══ Text section ══

Document Database Search:

The Document Database Search Process provides the capability for a query to search against all items received by the system. The Document Database Search process is composed of the search process, user entered queries and the document database which contains all items that have been received, processed and stored by the system. Any search for information that has already been processed into the system can be considered a ‘retrospective’ search for information. Each query is processed against the total document database. Queries differ from profiles in that they are typically short and focused on a specific area of interest. Typically items in the Document Database do not change once received. The documents in the Mail files are also in the document database, since they logically are input to both processes.

Index Database Search:

When an item is determined to be of interest, a user may want to save it for future reference. In an information system this is accomplished via the index process. In this process the user can logically store an item in a file along with additional index terms and descriptive text the user wants to associative with the item. The Index Database Search process provides the capability to create indexes and search them.

═══

-- Work to do --
1) Return each line of the rows below that contains the string "white", with case counting.
2) Extend the text on document and index database search, picking up after its final sentence.

══ Records shown ══

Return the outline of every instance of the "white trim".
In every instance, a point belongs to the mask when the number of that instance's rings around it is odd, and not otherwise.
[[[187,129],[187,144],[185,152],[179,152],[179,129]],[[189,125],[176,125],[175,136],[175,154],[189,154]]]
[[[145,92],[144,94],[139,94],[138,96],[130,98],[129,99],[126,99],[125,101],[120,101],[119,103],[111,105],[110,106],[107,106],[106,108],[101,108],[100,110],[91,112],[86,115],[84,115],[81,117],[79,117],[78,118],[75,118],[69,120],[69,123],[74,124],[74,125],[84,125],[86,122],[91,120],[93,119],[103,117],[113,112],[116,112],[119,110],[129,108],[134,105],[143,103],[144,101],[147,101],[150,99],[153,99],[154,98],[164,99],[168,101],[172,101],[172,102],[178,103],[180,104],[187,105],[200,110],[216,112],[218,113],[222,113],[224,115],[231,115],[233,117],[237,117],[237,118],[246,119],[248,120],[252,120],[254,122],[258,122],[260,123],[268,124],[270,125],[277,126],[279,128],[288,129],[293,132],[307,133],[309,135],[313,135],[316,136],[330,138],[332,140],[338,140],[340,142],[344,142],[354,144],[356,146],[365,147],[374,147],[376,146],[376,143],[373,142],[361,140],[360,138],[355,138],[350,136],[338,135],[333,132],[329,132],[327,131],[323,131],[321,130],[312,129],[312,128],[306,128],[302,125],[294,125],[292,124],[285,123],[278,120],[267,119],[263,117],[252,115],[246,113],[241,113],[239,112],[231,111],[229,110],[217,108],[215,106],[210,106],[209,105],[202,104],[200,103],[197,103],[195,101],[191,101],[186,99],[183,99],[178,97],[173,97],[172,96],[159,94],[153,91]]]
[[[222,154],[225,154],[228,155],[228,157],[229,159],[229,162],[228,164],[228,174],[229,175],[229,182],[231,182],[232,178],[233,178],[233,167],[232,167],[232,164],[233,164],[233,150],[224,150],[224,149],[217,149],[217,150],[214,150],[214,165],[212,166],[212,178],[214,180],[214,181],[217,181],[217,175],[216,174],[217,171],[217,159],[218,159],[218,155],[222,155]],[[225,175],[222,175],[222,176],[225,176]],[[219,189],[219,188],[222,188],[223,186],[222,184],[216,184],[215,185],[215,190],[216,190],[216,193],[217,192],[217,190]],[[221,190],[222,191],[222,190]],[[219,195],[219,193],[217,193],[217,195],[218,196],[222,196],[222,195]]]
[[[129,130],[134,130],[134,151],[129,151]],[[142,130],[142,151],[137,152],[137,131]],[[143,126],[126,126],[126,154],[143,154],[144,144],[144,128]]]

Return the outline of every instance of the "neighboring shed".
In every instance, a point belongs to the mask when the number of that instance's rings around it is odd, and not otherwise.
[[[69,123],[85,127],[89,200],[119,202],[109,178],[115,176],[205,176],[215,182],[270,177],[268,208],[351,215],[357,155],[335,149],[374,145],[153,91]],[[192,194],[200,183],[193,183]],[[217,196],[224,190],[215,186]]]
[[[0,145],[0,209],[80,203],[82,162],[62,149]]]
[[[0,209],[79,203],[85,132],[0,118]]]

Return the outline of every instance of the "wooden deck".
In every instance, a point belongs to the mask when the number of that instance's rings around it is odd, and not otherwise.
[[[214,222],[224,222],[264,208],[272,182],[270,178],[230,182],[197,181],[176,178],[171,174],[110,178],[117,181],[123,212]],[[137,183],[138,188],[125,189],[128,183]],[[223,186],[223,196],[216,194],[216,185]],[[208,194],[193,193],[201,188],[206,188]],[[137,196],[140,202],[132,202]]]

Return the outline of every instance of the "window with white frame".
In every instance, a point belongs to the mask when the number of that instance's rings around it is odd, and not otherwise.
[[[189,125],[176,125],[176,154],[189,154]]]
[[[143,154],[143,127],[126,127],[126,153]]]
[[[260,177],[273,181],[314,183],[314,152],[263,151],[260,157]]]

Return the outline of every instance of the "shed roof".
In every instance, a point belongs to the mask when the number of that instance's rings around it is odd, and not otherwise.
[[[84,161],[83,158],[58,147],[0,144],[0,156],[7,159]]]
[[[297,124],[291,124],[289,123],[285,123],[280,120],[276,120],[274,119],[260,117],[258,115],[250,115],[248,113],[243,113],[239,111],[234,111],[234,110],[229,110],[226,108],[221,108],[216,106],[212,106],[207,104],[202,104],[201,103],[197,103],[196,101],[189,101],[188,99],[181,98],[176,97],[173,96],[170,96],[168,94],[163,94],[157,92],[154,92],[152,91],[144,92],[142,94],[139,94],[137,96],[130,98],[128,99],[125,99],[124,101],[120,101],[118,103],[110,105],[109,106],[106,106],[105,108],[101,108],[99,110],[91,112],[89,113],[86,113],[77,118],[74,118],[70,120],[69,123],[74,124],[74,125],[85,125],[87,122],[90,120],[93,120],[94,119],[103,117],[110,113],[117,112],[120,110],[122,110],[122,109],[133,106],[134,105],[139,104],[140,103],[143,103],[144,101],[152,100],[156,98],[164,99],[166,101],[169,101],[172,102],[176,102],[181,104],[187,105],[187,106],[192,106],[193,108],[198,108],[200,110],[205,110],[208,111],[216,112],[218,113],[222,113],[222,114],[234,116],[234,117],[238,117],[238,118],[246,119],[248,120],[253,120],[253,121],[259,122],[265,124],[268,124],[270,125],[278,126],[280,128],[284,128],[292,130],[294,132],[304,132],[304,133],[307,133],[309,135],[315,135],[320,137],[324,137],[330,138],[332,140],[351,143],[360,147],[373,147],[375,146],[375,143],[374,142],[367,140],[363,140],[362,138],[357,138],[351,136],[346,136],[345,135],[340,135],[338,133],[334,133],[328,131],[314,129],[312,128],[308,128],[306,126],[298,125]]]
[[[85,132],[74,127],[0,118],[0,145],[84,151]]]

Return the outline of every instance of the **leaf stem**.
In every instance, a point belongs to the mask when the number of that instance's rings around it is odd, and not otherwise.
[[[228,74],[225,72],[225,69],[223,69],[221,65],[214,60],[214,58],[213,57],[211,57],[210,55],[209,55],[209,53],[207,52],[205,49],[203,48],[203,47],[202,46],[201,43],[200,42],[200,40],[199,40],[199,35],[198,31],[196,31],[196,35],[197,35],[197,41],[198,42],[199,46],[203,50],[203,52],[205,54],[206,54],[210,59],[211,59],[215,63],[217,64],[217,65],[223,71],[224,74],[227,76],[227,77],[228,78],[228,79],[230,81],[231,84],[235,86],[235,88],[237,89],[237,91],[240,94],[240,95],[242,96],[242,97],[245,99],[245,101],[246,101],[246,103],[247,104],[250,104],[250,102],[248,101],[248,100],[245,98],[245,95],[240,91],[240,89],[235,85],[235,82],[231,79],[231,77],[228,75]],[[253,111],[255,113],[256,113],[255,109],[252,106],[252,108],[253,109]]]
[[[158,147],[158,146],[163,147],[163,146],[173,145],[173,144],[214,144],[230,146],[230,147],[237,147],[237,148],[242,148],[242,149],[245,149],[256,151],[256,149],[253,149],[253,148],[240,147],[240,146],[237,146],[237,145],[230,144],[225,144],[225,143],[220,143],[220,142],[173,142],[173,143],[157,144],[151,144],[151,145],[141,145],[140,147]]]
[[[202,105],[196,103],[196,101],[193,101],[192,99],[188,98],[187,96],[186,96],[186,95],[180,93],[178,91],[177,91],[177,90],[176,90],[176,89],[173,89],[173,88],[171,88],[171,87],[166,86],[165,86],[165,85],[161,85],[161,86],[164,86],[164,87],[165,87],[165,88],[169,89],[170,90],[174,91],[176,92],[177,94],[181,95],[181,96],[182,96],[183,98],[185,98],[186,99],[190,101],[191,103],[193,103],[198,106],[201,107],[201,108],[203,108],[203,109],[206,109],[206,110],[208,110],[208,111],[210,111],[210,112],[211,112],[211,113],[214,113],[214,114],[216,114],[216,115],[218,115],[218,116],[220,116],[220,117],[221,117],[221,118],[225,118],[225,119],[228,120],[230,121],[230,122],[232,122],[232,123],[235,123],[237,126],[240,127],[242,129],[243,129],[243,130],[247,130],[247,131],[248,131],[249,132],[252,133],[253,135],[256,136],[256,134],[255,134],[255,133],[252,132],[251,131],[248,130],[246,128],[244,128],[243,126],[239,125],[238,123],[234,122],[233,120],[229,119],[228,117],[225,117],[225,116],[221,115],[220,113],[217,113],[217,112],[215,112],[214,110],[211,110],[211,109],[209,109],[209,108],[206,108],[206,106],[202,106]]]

═══

-- Responses --
1)
Return the outline of every instance of the "white trim".
Return the outline of every instance of the "window with white frame".

2)
The user may search the index and retrieve the index and/or the document it references.
The system also provides the capability to search the index and then search the items referenced by the index records that satisfied the index portion of the query. This is called a combined file search.

There are two classes of index files. They are as follows

Public: Public index files are maintained by professional library services personnel and typically index every item in the Document Database. There is a small number of Public Index files which allow anyone to search or retrieve data.

Private:Every user can have one or more private Index files leading to very large number of files which references only a small subset of the total number of items in the Document Database.